* [Stated task] Without including any images, repeat the data exactly.

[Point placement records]

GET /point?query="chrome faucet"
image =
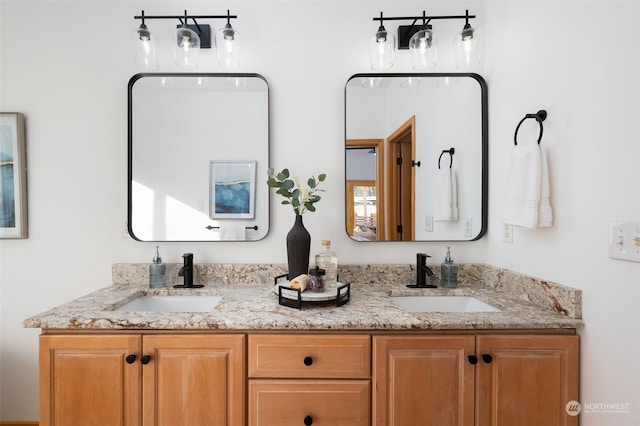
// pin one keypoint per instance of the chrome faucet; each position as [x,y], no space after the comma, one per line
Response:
[187,272]
[422,272]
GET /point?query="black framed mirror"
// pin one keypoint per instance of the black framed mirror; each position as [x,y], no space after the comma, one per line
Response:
[198,148]
[416,157]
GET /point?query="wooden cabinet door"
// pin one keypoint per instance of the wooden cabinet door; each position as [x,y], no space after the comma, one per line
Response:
[194,380]
[86,380]
[423,380]
[526,380]
[281,402]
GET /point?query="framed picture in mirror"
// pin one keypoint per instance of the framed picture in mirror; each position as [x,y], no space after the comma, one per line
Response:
[13,176]
[232,189]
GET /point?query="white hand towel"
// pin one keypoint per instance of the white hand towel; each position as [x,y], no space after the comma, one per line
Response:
[523,186]
[232,233]
[545,215]
[447,207]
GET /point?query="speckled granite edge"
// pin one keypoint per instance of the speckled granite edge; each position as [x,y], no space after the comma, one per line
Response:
[546,294]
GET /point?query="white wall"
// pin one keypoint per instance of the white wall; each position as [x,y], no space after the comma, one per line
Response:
[581,62]
[75,104]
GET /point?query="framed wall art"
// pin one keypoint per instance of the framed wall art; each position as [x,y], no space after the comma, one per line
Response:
[232,189]
[13,176]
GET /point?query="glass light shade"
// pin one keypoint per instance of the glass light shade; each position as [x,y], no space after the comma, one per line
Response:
[468,47]
[186,48]
[228,43]
[381,47]
[423,45]
[144,46]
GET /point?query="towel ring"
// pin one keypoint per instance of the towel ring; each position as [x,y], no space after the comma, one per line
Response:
[540,116]
[450,151]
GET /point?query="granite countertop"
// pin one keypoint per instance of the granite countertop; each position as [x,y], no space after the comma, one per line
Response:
[255,307]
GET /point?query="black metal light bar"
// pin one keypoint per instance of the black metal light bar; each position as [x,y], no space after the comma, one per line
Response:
[405,32]
[203,31]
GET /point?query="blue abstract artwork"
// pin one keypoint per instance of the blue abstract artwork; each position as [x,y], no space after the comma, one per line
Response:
[232,189]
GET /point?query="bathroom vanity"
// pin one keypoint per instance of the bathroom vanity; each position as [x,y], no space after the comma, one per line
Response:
[251,361]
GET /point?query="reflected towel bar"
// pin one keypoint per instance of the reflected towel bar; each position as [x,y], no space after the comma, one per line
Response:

* [Answer to this exercise]
GET /point?query="chrome faucet"
image =
// pin one keypoint per instance of the chrome faucet; each position as [x,y], no space after the comma, one per line
Response:
[187,272]
[422,272]
GET /point?query="black framed mirror"
// pin one keypoint per instance of the black framed mirror; each position as [x,y], no space after the comma, one per line
Response:
[198,148]
[416,157]
GET /point?query="wooden cabinet door"
// pin one keypoint per instance of the wooden cabinet door; each position as [x,y], no space after the comma, one per line
Response:
[194,380]
[86,380]
[423,380]
[526,380]
[281,402]
GET /point?query="framed picture in mirror"
// pin one keypoint per instance of the framed picture in mirror; each position as [x,y], no space after the comma, one per line
Response:
[13,176]
[232,189]
GET /point?query="white hand towel"
// pin one keypoint per instance of the white hand towel; each position as [x,y], no space after the comma, one per line
Response:
[523,186]
[232,233]
[545,215]
[447,207]
GET /point?query="speckled granite edge"
// pin one keypoint per instance of the speckled granite edge; each position as [x,y], no space after the comma, one per line
Response:
[546,294]
GET /point?query="white wall"
// pin one keypoint per instance of the white wall; each position as [x,y], no space after the comma, one per line
Response:
[581,62]
[75,104]
GET /point?query="framed wall art"
// pin one keypoint per instance of the framed wall art; each position as [x,y], no space after the comma, one per line
Response:
[232,189]
[13,176]
GET /point?query="glass light shade"
// pin one keypoint per instance of the glass light shade; each position as [x,y], no space after the comma, one per line
Response:
[468,47]
[186,48]
[228,43]
[381,47]
[423,45]
[144,46]
GET /point?query="towel ring"
// pin one keypoint per instance of the towel ring; each position as [x,y], no space after the comma, one per line
Response:
[540,116]
[450,151]
GET /point?query="granite countertop"
// pin one keypoint per instance of the granite countertop; each position as [x,y], no space after the comma, one per line
Response:
[255,307]
GET /point?query="black metal light bar"
// pin one keypoint per instance of the black metal light bar; each position as [x,y], no space after the comma, one per line
Response:
[405,32]
[203,31]
GET /point?query="blue abstract artwork"
// pin one keypoint per instance of the blue abstract artwork; each position as [x,y], no space after the comma, one per line
Response:
[232,189]
GET /point?query="bathroom vanity"
// pin one keypoint per instance of the bathroom vanity; each position as [x,y], no space after the comma, one per line
Response:
[251,361]
GET /point?query="reflected towel bar"
// pin one keypoint per instance of the reflected towel bar; each position as [x,y], no space after the comma, one per line
Response:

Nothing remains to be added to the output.